To excavate an avalanche victim takes by far the greatest amount of time during a rescue. When considering the flow between beacon search and transport of victim, the gap between a successful hit with the probe and care for the air pocket constitutes a missing link in the otherwise tremendously well-structured knowledge on rescue. Development of the “V-shaped conveyor-belt approach to snow transport” started in 2004 and was tested quantitatively in the spring of 2007 during a large field test. During this test the uncoordinated approach to shoveling was measured as well.

The environment during the test

A site near the field laboratory of the Norwegian Geotechnical Institute in western Norway was chosen. A spring snowpack with high density and hardness proved to be a realistic simulation of dense avalanche debris.

--

**Short exercise**:
Answer these from the avalanche rescue excerpt, one per line:
1. In what year did development of the "V-shaped conveyor-belt approach to snow transport" begin?
2. Near what facility was the test site located?
3. What did the spring snowpack at the site realistically simulate?
The listing after this point comes from a separate source.

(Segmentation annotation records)

--

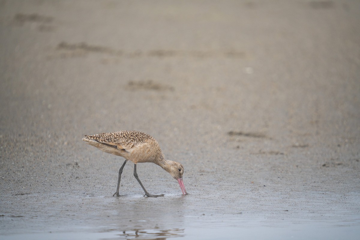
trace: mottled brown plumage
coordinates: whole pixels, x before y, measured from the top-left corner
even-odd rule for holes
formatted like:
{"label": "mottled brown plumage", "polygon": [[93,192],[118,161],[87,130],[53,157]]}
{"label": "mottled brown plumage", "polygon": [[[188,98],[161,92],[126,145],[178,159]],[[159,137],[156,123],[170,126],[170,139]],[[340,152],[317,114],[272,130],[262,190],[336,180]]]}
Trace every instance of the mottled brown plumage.
{"label": "mottled brown plumage", "polygon": [[85,135],[85,136],[82,140],[86,143],[105,153],[122,157],[126,159],[119,170],[117,187],[114,196],[120,196],[119,188],[122,169],[129,160],[134,164],[134,176],[147,196],[157,197],[163,195],[154,195],[147,192],[136,172],[136,164],[138,163],[152,162],[159,165],[177,180],[183,194],[186,194],[183,182],[183,165],[174,161],[165,160],[157,141],[150,135],[138,131],[123,131],[95,135]]}

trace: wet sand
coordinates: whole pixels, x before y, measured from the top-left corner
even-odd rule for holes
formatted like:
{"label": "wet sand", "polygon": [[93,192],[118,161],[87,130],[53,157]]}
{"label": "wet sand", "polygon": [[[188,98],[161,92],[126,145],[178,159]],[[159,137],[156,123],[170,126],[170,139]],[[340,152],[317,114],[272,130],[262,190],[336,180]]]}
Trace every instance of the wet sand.
{"label": "wet sand", "polygon": [[[0,1],[1,238],[356,239],[359,9]],[[142,163],[165,194],[143,197],[129,163],[112,196],[123,159],[81,138],[125,130],[183,164],[188,195]]]}

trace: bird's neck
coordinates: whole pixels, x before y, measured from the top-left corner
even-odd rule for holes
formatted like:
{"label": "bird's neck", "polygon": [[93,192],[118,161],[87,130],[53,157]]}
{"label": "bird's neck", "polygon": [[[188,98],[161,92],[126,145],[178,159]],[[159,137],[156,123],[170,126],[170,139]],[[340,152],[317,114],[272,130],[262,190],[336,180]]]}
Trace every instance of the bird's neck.
{"label": "bird's neck", "polygon": [[161,167],[165,171],[169,172],[170,170],[170,162],[168,160],[165,160],[163,158],[161,158],[155,163]]}

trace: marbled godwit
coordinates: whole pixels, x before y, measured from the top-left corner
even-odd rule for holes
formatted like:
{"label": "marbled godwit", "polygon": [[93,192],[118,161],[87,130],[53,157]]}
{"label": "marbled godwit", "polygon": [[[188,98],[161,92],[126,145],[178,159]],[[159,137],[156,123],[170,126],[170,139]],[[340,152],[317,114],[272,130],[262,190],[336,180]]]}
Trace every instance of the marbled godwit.
{"label": "marbled godwit", "polygon": [[88,144],[96,147],[103,151],[125,158],[125,162],[119,169],[116,192],[113,196],[120,196],[119,187],[122,169],[130,160],[134,163],[134,176],[148,197],[158,197],[164,194],[150,194],[144,187],[138,176],[136,166],[138,163],[153,163],[161,167],[177,180],[183,194],[186,194],[183,182],[184,167],[180,163],[165,159],[159,144],[148,134],[138,131],[125,131],[96,135],[85,135],[82,140]]}

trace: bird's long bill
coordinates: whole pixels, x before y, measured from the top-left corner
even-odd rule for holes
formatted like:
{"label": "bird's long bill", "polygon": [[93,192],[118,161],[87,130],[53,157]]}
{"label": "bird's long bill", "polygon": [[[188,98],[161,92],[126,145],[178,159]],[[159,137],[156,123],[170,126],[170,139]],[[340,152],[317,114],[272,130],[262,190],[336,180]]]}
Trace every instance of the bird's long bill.
{"label": "bird's long bill", "polygon": [[180,188],[181,189],[181,191],[183,192],[183,195],[186,195],[186,190],[185,190],[185,186],[184,185],[184,182],[183,181],[183,178],[180,177],[180,178],[177,180],[177,182],[179,183],[179,185],[180,185]]}

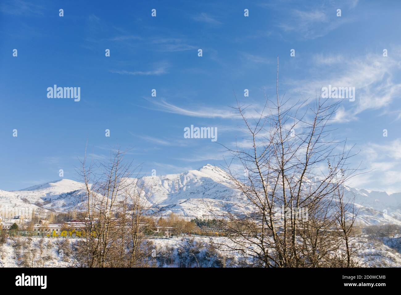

--

**Written solution**:
1. 2004
2. The field laboratory of the Norwegian Geotechnical Institute in western Norway
3. Dense avalanche debris